*WORK REQUEST:* Of all the lines below, output only those starting at the one with "Target: utility pole" and ending at the one with "Target: window", both ends included, exactly as written.

********************

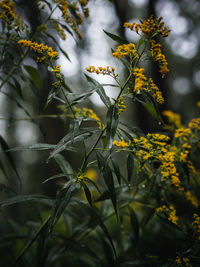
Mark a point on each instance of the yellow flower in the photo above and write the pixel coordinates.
(39, 48)
(125, 50)
(159, 57)
(103, 70)
(121, 143)
(192, 199)
(150, 27)
(141, 83)
(173, 118)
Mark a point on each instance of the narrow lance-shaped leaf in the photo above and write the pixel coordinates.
(134, 225)
(98, 220)
(116, 38)
(87, 193)
(64, 164)
(117, 171)
(34, 147)
(130, 166)
(56, 176)
(62, 200)
(108, 253)
(66, 140)
(24, 198)
(34, 74)
(5, 147)
(108, 178)
(112, 122)
(100, 91)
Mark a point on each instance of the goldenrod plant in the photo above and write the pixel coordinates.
(134, 199)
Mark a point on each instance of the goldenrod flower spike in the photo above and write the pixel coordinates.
(39, 48)
(125, 50)
(150, 27)
(102, 70)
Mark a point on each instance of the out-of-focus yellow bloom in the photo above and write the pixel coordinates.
(125, 50)
(150, 27)
(39, 48)
(102, 70)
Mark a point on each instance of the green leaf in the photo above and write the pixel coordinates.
(34, 147)
(108, 253)
(135, 130)
(6, 189)
(64, 165)
(152, 108)
(34, 74)
(24, 198)
(117, 171)
(130, 166)
(58, 45)
(108, 178)
(149, 216)
(97, 219)
(93, 183)
(87, 193)
(112, 122)
(66, 140)
(16, 86)
(116, 38)
(100, 91)
(134, 225)
(105, 195)
(62, 200)
(5, 148)
(54, 177)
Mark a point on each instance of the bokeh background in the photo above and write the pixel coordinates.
(181, 87)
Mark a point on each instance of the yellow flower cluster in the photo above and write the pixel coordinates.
(159, 57)
(183, 262)
(194, 124)
(88, 113)
(196, 224)
(60, 30)
(173, 118)
(172, 213)
(121, 143)
(140, 79)
(182, 132)
(191, 168)
(157, 95)
(155, 147)
(192, 199)
(141, 83)
(151, 27)
(39, 48)
(56, 70)
(125, 50)
(121, 106)
(102, 70)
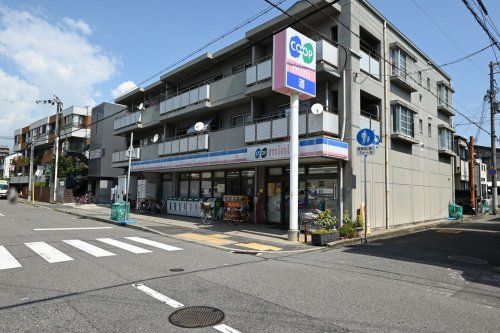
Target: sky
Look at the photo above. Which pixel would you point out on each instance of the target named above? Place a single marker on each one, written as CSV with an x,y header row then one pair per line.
x,y
91,51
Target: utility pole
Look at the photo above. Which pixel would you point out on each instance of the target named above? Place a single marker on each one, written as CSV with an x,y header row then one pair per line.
x,y
472,173
492,96
55,101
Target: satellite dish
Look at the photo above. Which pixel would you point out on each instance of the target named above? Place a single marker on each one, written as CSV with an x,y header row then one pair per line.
x,y
317,108
199,126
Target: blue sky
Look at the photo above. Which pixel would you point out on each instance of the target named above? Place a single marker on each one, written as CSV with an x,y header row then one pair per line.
x,y
115,41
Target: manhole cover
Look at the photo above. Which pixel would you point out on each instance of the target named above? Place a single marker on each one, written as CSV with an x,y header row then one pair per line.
x,y
177,270
196,316
468,260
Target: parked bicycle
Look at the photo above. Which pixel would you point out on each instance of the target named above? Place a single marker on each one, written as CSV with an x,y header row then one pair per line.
x,y
86,198
210,214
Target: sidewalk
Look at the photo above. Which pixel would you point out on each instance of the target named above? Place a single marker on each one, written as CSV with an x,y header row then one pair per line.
x,y
244,238
241,238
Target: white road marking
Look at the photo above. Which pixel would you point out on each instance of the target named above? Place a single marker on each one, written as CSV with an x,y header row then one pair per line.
x,y
47,252
122,245
90,228
89,248
158,296
7,260
225,329
154,244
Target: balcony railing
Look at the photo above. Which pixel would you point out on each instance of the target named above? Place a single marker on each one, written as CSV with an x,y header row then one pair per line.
x,y
121,155
277,127
186,98
185,144
128,120
369,64
259,71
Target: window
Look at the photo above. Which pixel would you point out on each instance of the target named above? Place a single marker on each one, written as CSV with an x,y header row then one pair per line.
x,y
445,139
241,119
444,96
403,120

********************

*EXERCISE ANSWER:*
Target: utility pole
Look at the photo above. Which pixel would you point out on each instance of the target named above? Place a single marker on each one, written as CSV with an x,y header row then one pair per line.
x,y
472,173
492,96
55,101
Target: satellite dish
Look at the photo above. Which pixel would you point out on each instance of the target named above? Place a single marker on each one, written as CSV with an x,y header row then one pair per line.
x,y
317,108
199,126
Target: blue sky
Look at the photo above. Which pixel would you point out on each instance of the target named above? Place a single marker on each one, written as CSV with an x,y header row then one pair per line.
x,y
115,41
Target: manhole cover
Look at the photo above. Which pixel would you point out on each instance of the target named above? Place a single marker on each one, written as CSV with an x,y header row then one pair per line.
x,y
177,270
196,316
468,260
Target: parked bicycle
Look at the photo above. Which pixel would you point out on each instance of the target named above? Place a single marker on each one, written as CSV with an x,y header row then one pair per line.
x,y
86,198
210,214
Target: sidewalk
Look at the photo above. Which pixel would you point out on each instance of the target named above? Place a single marker on each one, written as CSV with an x,y header row then one pair per line.
x,y
244,238
241,238
Target: white road marking
Look at the photo above. Which pixel would you point out on each instance of the target named above? Place a single marker on each one, written as CSV with an x,y header row then one pair per line.
x,y
47,252
122,245
90,228
89,248
158,296
7,260
225,329
154,244
Target: balcony railing
Look at the photo above. Which pixel would you point out on each instance of the target named above? Place a single marker on each one, written as CSV with an x,y header row then one pair per line.
x,y
121,155
277,127
186,98
185,144
128,120
369,64
259,71
Target: window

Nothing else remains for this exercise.